§ **Aim of the task**: Extract the final stretch of the data: the line that contains "Where can the distant" and every line after it, unaltered, and no other lines.

** start Provided data **

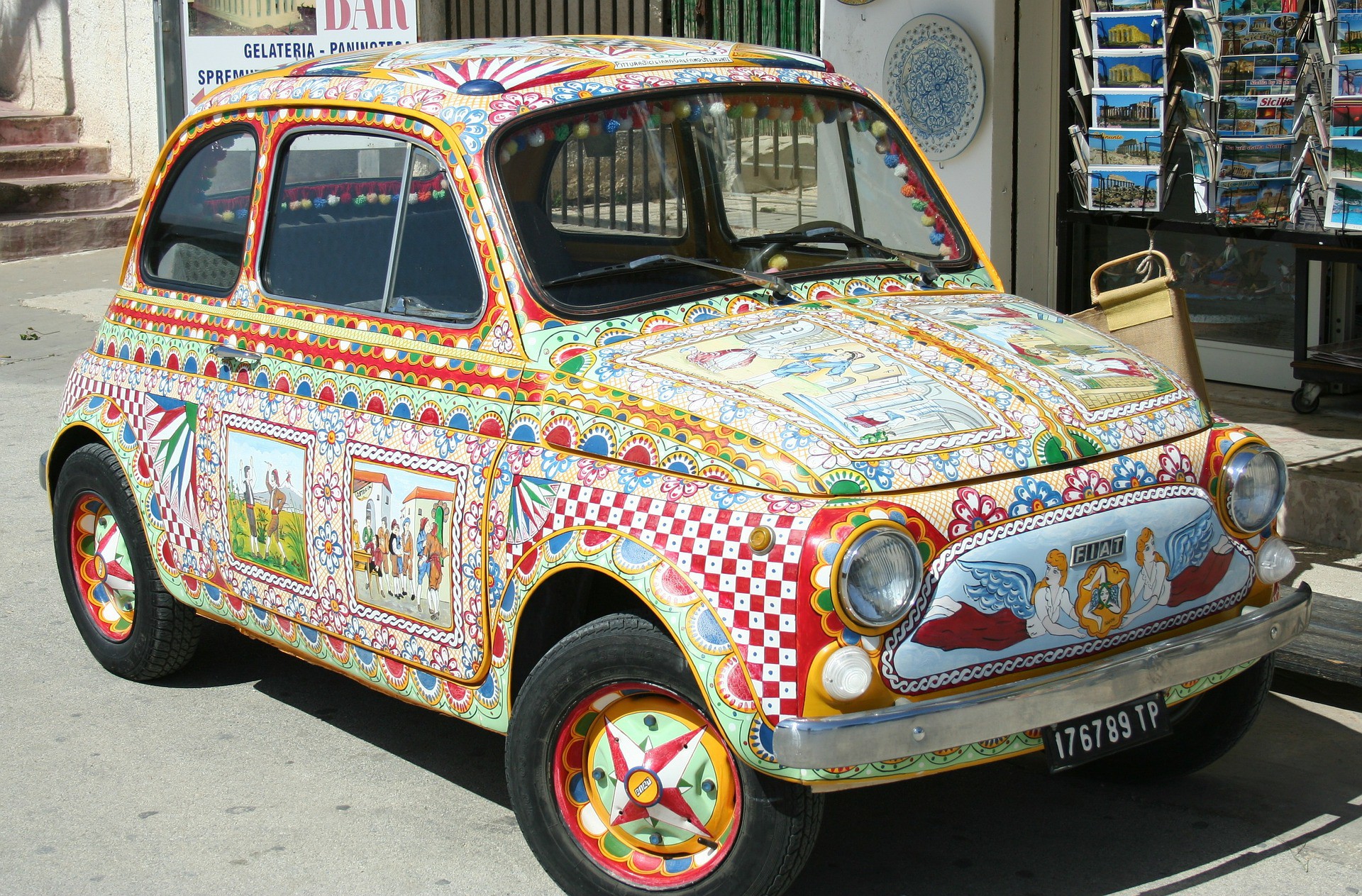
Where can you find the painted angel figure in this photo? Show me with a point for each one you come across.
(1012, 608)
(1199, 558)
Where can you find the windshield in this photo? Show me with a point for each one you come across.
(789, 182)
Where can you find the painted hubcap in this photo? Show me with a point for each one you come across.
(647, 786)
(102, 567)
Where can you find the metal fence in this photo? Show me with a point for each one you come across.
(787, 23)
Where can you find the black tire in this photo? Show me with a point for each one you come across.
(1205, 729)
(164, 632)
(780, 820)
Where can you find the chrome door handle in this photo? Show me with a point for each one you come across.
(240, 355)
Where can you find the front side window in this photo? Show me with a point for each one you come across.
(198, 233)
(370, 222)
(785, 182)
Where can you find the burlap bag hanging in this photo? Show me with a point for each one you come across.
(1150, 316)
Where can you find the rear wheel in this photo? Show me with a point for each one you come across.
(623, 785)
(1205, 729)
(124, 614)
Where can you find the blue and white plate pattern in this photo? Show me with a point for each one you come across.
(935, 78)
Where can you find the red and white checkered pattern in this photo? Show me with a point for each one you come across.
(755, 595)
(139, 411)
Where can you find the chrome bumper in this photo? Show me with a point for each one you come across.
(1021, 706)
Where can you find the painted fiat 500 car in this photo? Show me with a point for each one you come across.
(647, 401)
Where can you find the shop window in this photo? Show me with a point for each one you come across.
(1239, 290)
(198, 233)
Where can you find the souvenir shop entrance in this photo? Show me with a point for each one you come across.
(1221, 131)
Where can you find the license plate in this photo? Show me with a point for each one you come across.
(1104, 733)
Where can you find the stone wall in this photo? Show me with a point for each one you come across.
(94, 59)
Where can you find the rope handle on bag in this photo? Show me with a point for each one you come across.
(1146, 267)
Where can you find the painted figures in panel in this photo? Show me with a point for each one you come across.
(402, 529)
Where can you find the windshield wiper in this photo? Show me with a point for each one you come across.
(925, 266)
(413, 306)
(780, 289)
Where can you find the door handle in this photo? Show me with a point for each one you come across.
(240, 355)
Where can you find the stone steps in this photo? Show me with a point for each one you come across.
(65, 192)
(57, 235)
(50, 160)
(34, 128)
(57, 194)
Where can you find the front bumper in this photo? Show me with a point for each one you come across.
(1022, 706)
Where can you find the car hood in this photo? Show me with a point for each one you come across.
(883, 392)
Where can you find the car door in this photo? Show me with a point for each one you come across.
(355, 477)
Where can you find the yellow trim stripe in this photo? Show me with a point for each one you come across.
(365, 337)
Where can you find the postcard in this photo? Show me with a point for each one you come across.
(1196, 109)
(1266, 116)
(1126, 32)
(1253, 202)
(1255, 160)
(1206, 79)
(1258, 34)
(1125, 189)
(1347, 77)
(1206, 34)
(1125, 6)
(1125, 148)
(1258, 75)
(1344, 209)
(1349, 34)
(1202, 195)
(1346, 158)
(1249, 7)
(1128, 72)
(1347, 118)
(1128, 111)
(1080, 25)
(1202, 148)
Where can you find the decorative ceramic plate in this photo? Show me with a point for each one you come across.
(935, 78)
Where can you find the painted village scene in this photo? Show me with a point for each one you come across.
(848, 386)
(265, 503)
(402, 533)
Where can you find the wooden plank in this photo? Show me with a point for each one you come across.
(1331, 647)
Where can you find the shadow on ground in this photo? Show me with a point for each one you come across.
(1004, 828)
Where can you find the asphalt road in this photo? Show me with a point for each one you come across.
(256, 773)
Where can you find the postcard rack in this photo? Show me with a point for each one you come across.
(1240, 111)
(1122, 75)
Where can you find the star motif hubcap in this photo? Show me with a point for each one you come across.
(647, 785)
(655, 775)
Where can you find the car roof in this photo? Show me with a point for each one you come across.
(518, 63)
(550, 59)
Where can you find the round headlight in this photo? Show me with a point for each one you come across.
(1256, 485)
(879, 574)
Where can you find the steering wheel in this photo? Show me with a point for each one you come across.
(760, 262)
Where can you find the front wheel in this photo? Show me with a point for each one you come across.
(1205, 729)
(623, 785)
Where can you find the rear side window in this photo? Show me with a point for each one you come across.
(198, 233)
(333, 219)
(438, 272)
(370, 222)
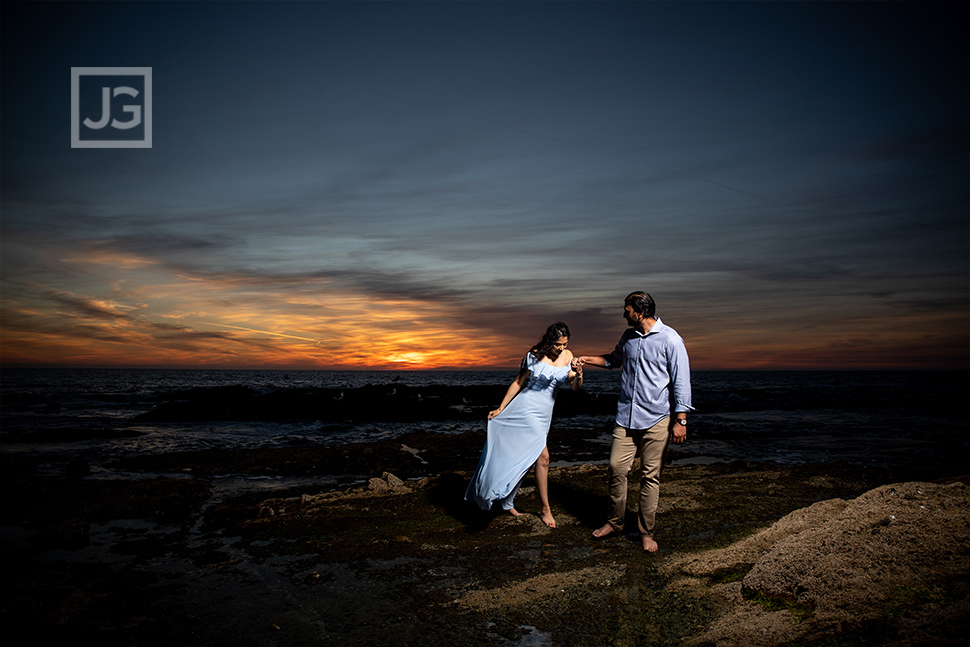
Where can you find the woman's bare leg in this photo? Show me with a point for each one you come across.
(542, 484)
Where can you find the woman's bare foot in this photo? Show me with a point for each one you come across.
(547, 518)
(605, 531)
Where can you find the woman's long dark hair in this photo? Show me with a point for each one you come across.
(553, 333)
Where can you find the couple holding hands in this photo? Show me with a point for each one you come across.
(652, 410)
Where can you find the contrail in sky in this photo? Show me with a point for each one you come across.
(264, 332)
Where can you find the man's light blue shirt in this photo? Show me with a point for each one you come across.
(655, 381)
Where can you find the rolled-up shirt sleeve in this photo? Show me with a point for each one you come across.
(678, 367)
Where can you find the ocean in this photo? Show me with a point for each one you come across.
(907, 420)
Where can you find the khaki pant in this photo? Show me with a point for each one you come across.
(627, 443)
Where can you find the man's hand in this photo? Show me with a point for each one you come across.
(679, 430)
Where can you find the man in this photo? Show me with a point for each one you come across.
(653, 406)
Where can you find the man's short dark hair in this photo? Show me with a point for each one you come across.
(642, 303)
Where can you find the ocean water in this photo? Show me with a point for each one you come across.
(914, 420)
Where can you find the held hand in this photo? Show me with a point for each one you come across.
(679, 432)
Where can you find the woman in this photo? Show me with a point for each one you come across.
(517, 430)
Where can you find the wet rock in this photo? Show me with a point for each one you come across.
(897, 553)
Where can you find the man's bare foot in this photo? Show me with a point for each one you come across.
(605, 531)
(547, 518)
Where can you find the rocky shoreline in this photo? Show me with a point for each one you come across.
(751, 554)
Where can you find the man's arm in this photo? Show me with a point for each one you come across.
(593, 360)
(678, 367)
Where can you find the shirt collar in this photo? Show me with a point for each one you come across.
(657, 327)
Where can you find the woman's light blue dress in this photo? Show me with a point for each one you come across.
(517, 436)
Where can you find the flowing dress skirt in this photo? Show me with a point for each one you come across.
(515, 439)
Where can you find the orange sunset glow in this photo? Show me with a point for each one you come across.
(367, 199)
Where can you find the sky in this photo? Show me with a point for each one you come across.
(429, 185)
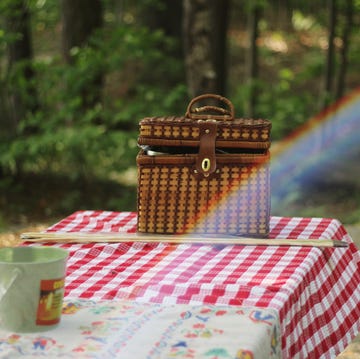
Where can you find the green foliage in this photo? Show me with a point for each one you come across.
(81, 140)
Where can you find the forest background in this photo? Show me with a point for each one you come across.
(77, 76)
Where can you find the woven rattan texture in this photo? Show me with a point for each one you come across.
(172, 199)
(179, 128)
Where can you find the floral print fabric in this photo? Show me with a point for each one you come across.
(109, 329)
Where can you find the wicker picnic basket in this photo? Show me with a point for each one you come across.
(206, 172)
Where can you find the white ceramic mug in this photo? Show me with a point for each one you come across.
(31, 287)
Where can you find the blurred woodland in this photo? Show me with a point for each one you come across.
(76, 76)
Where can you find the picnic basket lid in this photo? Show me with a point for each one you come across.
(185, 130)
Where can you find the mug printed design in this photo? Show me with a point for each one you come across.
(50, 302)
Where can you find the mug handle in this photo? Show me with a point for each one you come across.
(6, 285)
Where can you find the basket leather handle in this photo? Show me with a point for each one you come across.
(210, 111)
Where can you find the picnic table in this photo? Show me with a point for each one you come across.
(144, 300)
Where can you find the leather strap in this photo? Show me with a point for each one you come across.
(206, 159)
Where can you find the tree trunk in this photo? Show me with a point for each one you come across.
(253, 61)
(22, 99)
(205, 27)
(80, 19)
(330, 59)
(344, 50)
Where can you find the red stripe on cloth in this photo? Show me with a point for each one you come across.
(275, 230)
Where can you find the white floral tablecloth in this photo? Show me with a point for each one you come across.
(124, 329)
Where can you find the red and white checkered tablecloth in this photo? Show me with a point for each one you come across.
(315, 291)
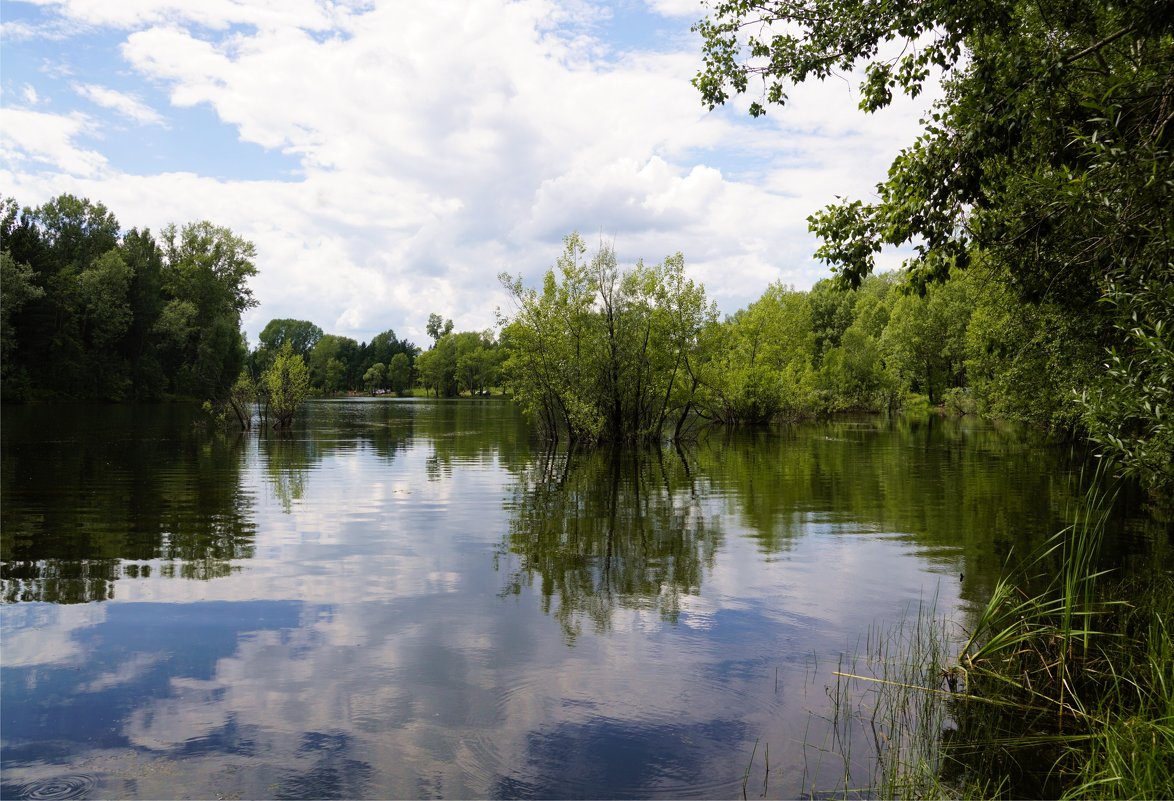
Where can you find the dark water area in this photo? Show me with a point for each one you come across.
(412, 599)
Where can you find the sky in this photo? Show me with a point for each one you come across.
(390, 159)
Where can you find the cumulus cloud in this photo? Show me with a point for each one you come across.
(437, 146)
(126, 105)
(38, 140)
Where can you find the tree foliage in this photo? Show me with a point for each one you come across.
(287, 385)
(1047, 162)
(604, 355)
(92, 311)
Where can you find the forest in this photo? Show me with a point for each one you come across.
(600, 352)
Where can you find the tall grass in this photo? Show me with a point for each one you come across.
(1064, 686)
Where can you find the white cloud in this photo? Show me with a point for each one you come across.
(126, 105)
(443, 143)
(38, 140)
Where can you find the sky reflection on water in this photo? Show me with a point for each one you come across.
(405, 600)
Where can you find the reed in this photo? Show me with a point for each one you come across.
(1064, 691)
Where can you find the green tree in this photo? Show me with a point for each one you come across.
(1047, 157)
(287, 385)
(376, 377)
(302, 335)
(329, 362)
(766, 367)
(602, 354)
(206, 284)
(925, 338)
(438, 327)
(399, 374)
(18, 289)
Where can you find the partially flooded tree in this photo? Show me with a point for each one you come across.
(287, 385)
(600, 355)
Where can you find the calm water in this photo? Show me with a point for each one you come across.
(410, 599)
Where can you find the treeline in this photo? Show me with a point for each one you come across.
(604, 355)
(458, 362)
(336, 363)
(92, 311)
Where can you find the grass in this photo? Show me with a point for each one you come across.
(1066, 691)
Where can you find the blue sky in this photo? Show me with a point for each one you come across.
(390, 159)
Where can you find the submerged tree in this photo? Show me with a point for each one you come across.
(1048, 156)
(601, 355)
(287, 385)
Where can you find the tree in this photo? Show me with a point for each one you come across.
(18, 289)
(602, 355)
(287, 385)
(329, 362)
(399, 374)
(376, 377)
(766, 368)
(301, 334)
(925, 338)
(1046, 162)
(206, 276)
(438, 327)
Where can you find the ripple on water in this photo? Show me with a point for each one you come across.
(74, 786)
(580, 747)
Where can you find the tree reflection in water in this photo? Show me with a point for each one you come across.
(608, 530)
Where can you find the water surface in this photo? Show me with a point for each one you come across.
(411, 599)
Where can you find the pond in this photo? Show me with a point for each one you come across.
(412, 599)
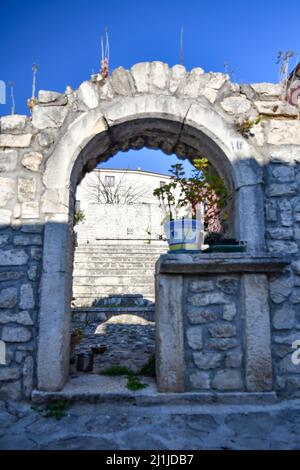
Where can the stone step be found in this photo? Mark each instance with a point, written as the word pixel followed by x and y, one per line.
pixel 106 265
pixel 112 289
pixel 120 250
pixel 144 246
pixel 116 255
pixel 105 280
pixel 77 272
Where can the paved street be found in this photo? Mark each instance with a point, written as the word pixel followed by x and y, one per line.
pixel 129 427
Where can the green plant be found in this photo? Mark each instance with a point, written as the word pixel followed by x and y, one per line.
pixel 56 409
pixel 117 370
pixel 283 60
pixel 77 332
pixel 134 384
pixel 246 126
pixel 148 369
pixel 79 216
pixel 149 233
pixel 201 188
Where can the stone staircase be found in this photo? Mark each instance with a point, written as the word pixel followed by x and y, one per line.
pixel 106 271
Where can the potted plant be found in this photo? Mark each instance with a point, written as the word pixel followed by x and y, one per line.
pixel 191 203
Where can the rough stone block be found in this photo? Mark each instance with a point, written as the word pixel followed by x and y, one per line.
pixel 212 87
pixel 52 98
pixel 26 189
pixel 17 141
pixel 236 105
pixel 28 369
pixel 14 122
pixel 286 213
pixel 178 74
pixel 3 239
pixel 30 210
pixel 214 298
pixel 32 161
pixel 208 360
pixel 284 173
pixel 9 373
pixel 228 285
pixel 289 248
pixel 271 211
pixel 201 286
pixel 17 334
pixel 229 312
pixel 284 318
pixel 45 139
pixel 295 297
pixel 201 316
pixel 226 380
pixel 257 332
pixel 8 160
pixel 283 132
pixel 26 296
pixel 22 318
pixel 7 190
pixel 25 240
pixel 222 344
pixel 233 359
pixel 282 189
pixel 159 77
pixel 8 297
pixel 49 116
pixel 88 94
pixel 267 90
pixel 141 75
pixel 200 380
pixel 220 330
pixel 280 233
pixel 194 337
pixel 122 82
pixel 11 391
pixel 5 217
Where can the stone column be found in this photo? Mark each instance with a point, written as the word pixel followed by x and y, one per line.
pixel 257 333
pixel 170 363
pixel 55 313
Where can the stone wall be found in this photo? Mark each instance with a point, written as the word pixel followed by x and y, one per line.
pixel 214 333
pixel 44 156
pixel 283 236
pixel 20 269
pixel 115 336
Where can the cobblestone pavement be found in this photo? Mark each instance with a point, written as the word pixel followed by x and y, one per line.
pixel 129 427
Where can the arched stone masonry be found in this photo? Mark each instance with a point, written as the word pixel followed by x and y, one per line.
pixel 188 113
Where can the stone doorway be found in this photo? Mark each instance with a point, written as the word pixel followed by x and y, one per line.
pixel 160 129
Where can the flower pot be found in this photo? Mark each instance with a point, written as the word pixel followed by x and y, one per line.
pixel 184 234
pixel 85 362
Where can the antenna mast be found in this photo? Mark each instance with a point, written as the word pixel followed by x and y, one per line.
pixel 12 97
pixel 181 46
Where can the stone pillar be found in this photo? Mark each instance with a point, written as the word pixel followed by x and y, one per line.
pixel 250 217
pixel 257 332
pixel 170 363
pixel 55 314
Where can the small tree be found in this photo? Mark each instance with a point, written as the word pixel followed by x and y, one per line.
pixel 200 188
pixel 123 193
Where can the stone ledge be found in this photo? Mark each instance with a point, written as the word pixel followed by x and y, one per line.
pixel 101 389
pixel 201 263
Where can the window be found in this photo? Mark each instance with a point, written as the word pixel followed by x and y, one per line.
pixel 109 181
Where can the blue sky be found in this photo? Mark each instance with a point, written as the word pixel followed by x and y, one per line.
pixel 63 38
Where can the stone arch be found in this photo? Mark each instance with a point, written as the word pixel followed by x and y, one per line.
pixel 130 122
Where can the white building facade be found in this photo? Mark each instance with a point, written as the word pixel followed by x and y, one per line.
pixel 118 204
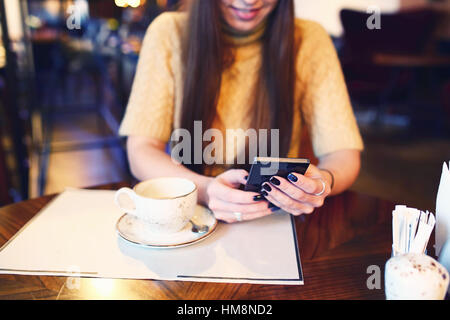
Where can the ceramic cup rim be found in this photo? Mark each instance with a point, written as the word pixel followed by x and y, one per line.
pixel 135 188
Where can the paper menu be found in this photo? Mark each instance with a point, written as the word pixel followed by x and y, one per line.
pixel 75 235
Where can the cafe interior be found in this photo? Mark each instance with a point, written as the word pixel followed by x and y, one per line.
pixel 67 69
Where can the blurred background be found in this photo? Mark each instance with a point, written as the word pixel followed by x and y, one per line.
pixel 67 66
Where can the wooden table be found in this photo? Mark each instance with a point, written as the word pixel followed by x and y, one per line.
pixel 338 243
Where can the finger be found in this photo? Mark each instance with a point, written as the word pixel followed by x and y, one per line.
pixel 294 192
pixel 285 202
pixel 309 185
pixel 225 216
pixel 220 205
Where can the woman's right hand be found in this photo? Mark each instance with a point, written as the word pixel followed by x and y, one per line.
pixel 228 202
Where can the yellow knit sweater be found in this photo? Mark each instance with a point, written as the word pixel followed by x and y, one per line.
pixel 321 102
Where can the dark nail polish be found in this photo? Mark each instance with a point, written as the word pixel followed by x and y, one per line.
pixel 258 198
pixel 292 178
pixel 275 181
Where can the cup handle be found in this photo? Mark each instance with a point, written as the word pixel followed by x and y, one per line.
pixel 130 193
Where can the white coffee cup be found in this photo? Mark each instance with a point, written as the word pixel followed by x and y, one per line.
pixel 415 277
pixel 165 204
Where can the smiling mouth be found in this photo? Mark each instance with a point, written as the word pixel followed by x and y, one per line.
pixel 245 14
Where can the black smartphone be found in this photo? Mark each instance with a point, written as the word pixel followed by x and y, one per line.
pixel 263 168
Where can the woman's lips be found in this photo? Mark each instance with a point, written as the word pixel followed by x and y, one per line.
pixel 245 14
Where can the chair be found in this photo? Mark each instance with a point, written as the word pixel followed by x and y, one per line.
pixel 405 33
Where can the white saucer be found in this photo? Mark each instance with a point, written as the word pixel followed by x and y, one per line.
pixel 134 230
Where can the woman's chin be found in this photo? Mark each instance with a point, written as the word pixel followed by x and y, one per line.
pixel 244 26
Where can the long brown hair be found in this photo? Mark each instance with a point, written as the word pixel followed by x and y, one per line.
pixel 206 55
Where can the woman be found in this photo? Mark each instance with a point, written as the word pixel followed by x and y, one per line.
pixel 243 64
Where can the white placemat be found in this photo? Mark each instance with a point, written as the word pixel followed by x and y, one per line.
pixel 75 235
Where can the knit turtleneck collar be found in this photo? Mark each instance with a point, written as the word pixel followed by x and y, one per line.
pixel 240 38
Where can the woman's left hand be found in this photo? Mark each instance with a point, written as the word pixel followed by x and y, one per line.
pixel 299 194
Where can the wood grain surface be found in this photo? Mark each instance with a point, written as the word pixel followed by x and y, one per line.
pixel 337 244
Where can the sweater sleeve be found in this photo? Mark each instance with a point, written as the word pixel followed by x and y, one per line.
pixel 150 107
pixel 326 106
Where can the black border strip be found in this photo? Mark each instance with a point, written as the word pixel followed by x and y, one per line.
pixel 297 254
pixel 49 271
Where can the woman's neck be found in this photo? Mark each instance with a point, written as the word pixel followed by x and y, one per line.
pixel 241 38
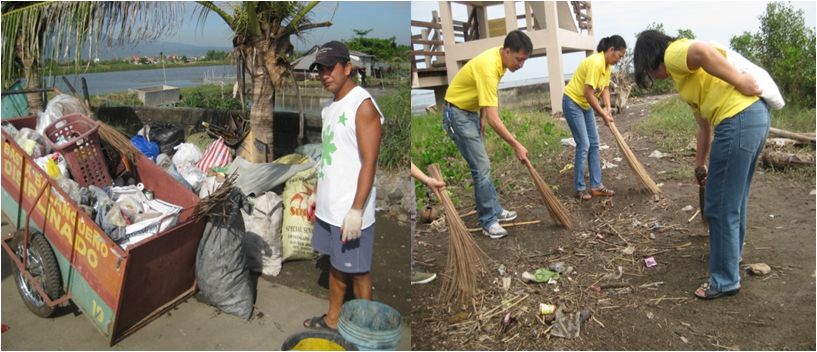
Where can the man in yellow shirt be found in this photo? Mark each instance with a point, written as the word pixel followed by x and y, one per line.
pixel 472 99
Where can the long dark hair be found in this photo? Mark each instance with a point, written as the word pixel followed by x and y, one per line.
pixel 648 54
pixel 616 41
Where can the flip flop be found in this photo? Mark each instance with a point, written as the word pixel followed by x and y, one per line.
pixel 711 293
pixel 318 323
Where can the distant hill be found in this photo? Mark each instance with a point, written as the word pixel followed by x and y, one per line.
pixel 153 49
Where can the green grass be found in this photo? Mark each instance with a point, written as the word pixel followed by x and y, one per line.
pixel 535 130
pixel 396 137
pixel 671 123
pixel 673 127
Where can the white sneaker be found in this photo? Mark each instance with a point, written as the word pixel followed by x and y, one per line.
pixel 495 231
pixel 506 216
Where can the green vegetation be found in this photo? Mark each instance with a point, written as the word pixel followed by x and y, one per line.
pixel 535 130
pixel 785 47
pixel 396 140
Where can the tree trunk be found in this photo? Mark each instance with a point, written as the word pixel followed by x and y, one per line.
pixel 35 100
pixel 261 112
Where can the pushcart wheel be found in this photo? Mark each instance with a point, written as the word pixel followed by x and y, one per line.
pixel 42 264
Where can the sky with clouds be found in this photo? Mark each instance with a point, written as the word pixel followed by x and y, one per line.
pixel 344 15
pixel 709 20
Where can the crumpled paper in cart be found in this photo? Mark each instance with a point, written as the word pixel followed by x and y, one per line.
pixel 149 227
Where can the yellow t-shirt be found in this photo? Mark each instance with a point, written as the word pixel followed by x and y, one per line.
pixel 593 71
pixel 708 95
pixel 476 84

** end Provided data **

§ **Correct output**:
Where can the distant hill be found in this photo? Mark each instance with a point, written as the word pixel followed by x and y, one per line.
pixel 153 49
Where can the green grass be found in this photo? Mark each instance with a point, written as the word pixel followed by x and y, one per line.
pixel 535 130
pixel 396 137
pixel 671 123
pixel 673 127
Where can the white sneaker be found in this photo? Mark each instance with a point, written as the word pixel followed by x and y, one per line.
pixel 495 231
pixel 506 216
Where can the green vegetation be found in this photo? Mark each instance with a point, written as the word pixel followed by x and y, one per line.
pixel 535 130
pixel 785 47
pixel 396 140
Where can the tree trunk be found in this photo? Mark each instance with a point, written as the word pixel followed by x and y, one per line.
pixel 35 100
pixel 261 112
Where can the pushcart wheel be found in this photo? Mark each instance with a point, written as the word pixel followed by x and y, one per line.
pixel 42 264
Where can the sky with clouds be found in this photo? Mark each instance with a point, written as the word pixel followed by x and y, one per line.
pixel 344 15
pixel 709 20
Where can the crumpled paper in cart be found in this photo? Mark each instance with a point, written as the word pixel followed by x and y, one per line.
pixel 149 227
Where can the yellow t-shirt be found in this photo? Mark each instance with a point, written as the word pixel followed by x and y, one per line.
pixel 593 71
pixel 708 95
pixel 476 84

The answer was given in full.